### [DATA ENTRIES]
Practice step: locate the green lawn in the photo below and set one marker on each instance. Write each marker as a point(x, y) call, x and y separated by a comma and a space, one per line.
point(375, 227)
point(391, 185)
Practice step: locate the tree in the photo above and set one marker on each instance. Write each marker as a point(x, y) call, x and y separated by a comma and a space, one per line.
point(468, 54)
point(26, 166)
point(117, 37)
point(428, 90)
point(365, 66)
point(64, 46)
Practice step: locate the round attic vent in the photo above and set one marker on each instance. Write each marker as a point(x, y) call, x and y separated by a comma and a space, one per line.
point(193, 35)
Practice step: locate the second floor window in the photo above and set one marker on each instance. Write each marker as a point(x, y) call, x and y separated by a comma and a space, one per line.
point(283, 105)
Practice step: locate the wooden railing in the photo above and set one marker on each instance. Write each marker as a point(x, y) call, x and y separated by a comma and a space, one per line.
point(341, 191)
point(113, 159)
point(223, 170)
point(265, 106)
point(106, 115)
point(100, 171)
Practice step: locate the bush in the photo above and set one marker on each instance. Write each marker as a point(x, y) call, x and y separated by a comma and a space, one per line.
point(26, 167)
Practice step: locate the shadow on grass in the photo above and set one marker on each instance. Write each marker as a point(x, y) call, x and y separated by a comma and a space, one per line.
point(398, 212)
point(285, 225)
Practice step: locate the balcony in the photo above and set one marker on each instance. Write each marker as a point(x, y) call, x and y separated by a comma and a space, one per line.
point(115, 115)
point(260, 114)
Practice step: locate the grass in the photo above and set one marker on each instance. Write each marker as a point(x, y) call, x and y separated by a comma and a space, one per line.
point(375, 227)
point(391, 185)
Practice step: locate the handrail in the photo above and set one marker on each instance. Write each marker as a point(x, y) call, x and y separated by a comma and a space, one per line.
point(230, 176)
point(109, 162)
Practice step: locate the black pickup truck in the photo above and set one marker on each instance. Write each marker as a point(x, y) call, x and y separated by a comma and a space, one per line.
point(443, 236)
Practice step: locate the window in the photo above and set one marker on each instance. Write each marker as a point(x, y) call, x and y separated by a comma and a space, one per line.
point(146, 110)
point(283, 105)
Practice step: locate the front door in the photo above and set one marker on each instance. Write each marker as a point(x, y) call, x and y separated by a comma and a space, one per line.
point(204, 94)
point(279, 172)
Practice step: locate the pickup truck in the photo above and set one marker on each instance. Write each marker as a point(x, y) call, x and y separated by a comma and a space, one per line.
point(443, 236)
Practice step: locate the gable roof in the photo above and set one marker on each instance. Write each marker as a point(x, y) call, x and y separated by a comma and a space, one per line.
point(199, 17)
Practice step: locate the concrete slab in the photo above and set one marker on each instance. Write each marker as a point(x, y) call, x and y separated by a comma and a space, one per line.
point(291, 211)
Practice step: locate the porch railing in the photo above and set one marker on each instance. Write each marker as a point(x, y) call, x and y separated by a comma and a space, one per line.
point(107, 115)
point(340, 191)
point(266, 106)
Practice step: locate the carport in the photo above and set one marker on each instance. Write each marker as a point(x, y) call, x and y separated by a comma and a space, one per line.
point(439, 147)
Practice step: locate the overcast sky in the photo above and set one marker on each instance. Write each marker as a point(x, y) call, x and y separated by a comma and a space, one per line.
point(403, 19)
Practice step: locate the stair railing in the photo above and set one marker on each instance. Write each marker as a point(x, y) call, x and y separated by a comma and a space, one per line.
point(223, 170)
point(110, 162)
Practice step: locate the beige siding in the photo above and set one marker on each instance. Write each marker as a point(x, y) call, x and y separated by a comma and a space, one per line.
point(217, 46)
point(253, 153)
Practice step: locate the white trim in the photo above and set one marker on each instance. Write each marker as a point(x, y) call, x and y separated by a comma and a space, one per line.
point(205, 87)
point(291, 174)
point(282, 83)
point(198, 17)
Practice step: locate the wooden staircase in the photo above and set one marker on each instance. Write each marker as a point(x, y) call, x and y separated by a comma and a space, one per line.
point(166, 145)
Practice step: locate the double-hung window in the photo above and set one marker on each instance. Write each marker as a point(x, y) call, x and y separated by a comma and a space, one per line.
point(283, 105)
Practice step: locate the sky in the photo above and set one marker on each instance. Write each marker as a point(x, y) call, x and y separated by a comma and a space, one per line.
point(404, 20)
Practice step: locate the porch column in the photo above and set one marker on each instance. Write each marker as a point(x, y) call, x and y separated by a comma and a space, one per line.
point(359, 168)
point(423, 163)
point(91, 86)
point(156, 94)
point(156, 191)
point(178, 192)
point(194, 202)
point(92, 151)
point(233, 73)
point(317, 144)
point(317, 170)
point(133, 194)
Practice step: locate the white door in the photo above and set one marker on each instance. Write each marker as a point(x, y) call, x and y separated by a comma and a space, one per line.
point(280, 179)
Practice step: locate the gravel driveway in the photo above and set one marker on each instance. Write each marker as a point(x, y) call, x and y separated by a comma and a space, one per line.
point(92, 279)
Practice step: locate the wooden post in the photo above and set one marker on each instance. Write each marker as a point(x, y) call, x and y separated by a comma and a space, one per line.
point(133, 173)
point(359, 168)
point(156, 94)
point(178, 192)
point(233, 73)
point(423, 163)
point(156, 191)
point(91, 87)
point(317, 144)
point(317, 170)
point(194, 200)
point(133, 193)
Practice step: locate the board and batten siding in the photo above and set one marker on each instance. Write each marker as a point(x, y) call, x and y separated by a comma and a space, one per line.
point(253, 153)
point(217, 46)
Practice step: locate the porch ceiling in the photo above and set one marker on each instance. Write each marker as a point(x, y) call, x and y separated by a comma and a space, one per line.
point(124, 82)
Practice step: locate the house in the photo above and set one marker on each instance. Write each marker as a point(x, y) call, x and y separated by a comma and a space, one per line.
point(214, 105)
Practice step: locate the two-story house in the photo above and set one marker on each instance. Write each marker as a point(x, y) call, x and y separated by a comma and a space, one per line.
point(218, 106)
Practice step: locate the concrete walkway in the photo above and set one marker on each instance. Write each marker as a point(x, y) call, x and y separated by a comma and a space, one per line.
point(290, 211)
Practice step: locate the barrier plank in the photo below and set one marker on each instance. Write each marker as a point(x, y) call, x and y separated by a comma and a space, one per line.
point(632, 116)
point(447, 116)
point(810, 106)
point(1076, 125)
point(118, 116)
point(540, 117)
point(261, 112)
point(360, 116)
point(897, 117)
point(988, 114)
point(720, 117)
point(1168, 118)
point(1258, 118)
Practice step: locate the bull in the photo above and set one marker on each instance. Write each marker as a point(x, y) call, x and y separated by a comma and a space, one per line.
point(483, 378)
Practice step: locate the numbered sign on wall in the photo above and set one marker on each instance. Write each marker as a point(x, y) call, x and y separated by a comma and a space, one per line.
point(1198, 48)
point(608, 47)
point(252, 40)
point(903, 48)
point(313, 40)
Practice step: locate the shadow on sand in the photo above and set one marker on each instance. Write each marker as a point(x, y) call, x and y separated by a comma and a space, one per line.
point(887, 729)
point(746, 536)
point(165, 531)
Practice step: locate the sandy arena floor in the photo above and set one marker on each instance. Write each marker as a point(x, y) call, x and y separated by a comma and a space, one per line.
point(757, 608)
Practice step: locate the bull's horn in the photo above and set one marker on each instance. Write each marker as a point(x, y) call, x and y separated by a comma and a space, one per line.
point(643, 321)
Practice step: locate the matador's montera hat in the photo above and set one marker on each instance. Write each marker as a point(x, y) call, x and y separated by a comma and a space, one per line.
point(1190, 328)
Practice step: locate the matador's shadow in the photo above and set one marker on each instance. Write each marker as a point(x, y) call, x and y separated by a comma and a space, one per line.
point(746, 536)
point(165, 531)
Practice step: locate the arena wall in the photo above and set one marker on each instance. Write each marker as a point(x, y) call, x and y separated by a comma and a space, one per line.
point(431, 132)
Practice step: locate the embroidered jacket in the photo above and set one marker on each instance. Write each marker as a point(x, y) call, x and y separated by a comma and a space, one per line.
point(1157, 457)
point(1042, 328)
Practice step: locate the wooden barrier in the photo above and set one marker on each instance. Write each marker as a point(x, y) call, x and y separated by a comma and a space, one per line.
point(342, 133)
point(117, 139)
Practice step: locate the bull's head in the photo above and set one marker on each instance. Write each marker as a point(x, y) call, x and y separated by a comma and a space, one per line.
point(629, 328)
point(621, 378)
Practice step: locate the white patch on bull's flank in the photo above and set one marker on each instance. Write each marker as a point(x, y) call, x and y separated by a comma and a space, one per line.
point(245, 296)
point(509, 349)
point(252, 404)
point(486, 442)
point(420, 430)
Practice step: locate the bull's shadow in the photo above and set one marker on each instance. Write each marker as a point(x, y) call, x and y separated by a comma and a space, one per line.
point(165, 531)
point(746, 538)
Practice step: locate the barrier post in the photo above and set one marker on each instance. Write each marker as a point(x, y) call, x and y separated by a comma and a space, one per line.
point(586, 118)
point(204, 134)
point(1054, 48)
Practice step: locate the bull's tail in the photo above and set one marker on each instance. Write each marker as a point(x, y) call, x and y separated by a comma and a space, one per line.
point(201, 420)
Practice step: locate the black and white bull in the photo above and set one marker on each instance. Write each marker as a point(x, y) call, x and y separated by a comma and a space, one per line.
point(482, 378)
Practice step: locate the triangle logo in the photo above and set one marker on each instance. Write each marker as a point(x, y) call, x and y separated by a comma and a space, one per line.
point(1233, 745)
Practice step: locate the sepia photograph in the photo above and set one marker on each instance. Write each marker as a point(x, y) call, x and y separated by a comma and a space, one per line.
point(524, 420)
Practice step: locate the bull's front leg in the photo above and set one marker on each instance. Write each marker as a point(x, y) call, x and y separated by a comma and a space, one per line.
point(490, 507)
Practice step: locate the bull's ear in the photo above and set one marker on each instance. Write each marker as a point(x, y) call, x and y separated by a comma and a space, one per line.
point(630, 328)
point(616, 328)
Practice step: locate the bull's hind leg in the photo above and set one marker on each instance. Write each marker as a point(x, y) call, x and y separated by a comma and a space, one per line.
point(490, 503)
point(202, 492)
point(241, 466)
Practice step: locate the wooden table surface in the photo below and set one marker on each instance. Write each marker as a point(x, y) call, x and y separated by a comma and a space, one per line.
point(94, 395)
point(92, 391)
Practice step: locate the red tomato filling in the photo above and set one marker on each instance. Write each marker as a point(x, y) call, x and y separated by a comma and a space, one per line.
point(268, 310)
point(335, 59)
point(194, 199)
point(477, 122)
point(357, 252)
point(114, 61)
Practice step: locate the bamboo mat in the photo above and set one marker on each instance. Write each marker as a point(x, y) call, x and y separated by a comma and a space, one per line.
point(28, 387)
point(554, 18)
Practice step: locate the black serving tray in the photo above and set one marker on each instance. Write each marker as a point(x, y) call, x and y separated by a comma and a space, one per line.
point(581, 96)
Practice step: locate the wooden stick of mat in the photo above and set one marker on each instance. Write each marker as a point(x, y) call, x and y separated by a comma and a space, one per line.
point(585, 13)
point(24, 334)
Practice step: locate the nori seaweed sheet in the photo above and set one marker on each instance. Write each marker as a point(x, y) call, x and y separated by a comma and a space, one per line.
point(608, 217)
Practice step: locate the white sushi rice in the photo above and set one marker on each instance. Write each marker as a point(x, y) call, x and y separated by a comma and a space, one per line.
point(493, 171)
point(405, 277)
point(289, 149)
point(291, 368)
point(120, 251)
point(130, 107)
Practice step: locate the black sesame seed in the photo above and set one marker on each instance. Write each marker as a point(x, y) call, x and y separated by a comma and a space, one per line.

### [INSTRUCTION]
Starting with the line that contains "Practice step: locate the bull's head" and going on through the line that contains "point(420, 430)", output those lines as a Markdown table with the columns No. and Line. Number each line in order and leave out any blank lines.

### [EXERCISE OUTPUT]
| No. | Line |
|---|---|
| 1 | Practice step: locate the bull's head in the photo above and set one marker on each instance. Write each marker as a point(x, y) call, x and y separated by a comma and a space, one per line. |
| 2 | point(629, 328) |
| 3 | point(621, 378) |
| 4 | Practice step: locate the white patch on bull's flank in the photo above and set one marker on each instance. Write each marker as a point(x, y) call, x and y separated by a comma and a space, one per line. |
| 5 | point(245, 296) |
| 6 | point(509, 349) |
| 7 | point(252, 404) |
| 8 | point(486, 442) |
| 9 | point(420, 430) |